WORK INSTRUCTIONS »
Substitute "wooden blinds" for "white blinds" in the entries from the start through the line containing "top-left (109, 110), bottom-right (184, 255)", inclusive, and write those lines out again with nothing else changed. Leave the pictures out of your answer.

EXERCISE MATERIAL »
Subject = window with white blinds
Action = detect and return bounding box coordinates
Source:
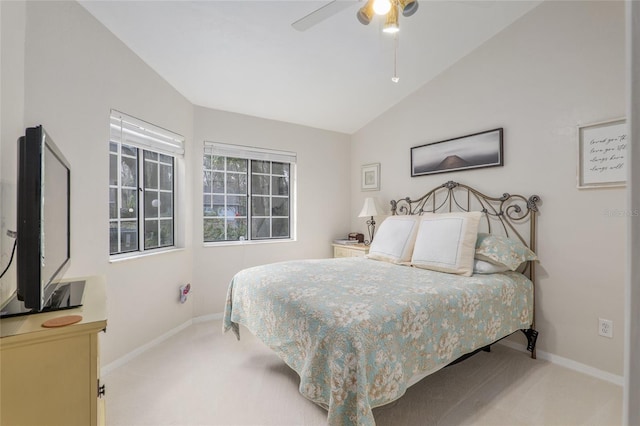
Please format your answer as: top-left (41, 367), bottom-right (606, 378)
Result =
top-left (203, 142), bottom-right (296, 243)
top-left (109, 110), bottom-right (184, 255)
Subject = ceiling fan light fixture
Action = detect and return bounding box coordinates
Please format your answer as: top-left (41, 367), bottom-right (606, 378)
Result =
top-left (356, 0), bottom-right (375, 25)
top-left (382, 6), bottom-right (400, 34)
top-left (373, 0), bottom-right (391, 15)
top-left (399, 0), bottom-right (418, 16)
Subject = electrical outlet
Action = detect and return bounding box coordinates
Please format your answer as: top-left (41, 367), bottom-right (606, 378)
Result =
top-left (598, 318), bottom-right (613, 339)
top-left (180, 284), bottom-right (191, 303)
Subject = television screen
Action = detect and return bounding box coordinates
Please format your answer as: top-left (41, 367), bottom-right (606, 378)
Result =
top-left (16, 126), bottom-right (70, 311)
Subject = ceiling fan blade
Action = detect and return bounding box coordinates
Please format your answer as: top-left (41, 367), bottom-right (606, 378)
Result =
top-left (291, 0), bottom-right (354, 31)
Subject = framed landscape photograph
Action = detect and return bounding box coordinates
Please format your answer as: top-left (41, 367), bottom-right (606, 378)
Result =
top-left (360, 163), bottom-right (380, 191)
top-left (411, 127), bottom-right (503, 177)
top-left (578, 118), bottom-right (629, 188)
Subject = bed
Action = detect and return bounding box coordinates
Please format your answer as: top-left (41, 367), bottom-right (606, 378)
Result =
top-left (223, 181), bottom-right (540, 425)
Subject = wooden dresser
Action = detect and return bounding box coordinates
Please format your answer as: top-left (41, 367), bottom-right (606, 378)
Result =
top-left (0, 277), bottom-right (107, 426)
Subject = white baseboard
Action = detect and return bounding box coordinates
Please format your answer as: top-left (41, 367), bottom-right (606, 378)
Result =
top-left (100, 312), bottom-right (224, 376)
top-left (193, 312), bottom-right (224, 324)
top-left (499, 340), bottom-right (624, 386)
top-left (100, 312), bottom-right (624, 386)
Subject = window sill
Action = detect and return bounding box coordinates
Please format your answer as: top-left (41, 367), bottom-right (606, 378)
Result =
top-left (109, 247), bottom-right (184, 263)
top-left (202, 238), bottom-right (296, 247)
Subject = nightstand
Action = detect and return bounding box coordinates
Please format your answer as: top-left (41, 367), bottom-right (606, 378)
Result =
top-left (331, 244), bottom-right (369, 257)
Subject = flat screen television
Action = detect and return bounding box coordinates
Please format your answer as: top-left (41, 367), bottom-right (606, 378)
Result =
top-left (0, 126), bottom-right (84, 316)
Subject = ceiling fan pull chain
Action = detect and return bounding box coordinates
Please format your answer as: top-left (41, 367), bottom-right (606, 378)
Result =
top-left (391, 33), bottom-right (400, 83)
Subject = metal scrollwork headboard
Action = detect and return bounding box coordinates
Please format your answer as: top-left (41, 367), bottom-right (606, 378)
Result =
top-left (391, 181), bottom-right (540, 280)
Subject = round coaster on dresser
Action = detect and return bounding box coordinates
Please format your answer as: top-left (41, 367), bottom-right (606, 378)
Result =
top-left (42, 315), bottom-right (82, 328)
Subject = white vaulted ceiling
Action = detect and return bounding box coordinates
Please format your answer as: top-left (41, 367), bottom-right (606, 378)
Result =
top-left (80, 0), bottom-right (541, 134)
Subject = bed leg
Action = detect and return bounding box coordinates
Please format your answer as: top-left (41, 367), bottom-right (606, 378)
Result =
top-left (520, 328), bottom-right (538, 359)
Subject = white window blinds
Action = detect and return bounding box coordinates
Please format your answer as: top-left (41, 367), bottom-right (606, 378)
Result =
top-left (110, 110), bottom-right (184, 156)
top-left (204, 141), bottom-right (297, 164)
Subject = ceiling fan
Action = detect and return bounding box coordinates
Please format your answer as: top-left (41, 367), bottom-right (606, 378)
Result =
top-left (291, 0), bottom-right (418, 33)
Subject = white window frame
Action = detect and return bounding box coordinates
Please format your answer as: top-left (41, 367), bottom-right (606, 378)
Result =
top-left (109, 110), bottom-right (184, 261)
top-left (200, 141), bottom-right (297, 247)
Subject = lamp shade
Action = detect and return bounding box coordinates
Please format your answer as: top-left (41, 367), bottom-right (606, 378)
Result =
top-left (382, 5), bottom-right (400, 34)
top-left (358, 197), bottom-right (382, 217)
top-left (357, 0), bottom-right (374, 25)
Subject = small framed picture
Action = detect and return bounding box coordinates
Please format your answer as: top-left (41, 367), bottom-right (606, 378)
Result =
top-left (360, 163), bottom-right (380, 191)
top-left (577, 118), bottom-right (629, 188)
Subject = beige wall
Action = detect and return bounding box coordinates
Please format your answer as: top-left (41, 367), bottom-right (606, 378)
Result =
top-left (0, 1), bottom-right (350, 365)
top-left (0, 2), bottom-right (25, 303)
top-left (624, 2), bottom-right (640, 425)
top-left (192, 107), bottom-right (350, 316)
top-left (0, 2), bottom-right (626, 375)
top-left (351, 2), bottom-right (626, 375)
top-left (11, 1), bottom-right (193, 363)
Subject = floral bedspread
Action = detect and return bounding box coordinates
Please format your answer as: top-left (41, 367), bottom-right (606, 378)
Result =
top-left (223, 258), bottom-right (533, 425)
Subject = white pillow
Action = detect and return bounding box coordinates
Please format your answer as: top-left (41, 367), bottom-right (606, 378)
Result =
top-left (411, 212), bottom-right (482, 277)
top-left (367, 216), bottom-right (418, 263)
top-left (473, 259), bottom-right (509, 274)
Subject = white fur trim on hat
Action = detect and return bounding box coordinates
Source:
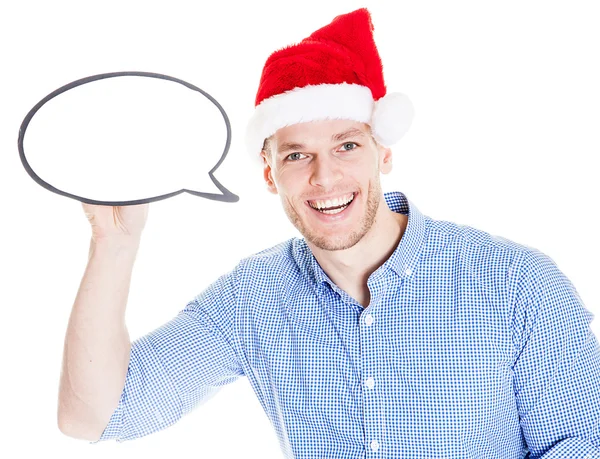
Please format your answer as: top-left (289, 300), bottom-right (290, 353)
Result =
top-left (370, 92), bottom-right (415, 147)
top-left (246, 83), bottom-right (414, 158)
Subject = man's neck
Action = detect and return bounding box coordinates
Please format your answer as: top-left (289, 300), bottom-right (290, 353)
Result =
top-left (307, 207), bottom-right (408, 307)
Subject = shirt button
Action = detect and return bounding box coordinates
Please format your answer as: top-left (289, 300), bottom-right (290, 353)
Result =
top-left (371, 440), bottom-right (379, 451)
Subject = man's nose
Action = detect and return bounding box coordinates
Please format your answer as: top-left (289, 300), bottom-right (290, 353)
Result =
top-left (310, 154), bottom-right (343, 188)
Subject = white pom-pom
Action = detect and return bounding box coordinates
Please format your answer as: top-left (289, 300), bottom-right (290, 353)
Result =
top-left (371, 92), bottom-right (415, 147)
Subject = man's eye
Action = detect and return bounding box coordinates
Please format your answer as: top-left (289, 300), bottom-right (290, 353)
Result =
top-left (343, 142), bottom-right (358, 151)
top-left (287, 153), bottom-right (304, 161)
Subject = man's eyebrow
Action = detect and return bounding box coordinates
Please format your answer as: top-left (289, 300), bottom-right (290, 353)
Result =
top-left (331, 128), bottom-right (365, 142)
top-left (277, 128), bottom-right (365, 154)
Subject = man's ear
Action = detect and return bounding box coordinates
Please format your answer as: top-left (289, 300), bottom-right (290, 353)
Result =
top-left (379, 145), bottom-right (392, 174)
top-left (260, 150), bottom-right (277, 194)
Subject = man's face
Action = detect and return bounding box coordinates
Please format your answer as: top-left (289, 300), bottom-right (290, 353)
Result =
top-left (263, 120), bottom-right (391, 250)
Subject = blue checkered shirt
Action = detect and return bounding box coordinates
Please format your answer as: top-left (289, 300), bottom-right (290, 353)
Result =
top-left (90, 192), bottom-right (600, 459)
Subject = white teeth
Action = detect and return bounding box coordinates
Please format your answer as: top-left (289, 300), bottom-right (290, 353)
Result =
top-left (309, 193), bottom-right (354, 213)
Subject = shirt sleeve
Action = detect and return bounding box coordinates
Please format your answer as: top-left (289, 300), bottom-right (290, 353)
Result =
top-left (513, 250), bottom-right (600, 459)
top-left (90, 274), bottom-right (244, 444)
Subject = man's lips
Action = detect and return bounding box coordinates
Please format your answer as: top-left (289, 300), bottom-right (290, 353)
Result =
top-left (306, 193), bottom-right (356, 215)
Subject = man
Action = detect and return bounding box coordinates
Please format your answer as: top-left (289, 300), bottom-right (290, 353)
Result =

THE RESULT »
Subject = window with wooden blinds
Action = detect and return bounding box coordinates
Source:
Please format your answer as: top-left (41, 367), bottom-right (606, 378)
Result =
top-left (203, 142), bottom-right (296, 243)
top-left (109, 110), bottom-right (184, 255)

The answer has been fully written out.